-- begin Task data --
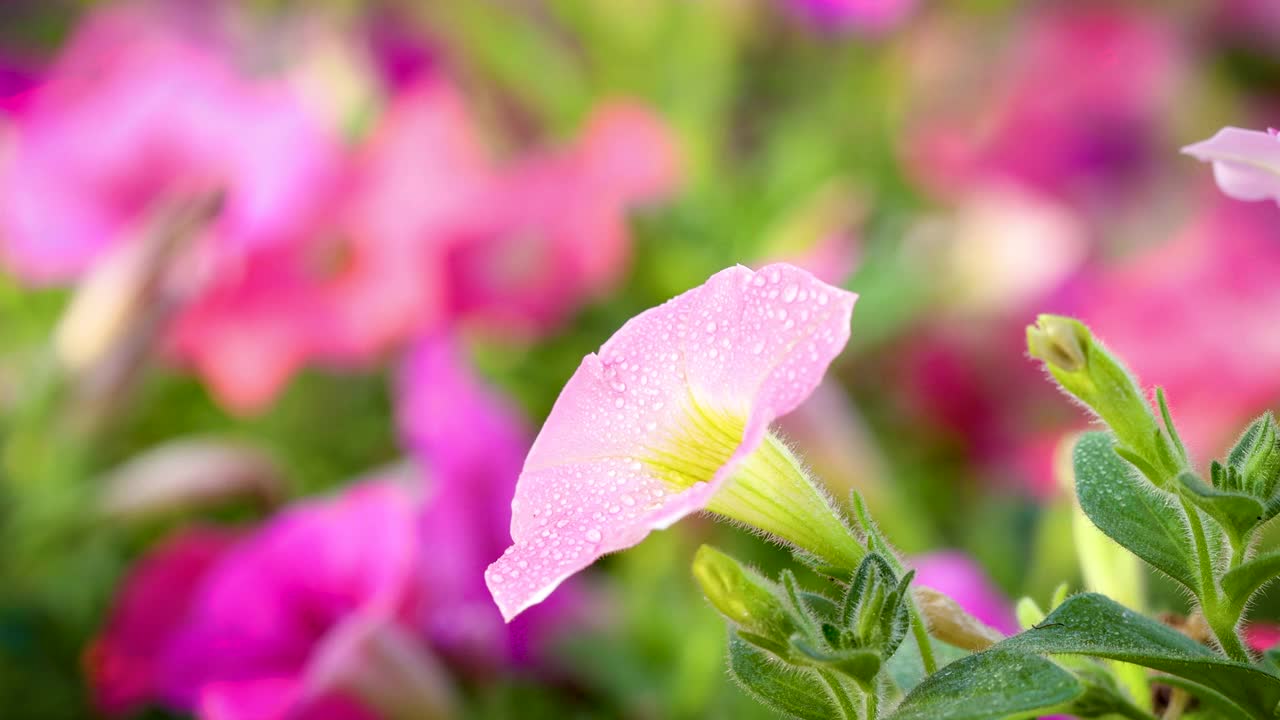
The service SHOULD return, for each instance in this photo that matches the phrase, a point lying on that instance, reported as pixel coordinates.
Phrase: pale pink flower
(670, 418)
(1246, 162)
(551, 232)
(1197, 317)
(960, 578)
(1072, 108)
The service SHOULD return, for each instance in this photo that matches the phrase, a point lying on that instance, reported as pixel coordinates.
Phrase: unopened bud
(1060, 342)
(741, 595)
(951, 624)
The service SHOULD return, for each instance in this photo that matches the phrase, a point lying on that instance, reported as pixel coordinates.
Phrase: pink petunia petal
(1246, 163)
(748, 346)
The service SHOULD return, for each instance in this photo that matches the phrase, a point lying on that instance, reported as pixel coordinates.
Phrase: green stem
(922, 638)
(1205, 563)
(1211, 602)
(844, 703)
-- end Task data --
Exercise goal: Generate a word-for-word copy of the preceding records, excluding all pictures.

Output for this exercise:
The service SHOULD return, for each instance in this photo that matches the phrase, a point lying on that instance, reported as pixel coordinates.
Phrase: pale pink flower
(670, 418)
(1246, 162)
(551, 232)
(1197, 317)
(960, 578)
(1072, 108)
The service SHOULD return, for each instance in this photo that matches the phrase, a point lying on that instance, reported as pixel coordinates.
Phrase: unopened bud
(1060, 342)
(741, 595)
(951, 624)
The service SHOULD return, for each instance in this photo that matches the phrase, a point lying on that instance, reported as pixel coordinates.
Phrase: pink petunia petal
(1246, 163)
(748, 346)
The service SHOULD return, for each instance in this photo that matches the phrase, a point lying on that instance, reported as pixel coordinates.
Phrase: green stem
(922, 638)
(1205, 563)
(1211, 602)
(844, 703)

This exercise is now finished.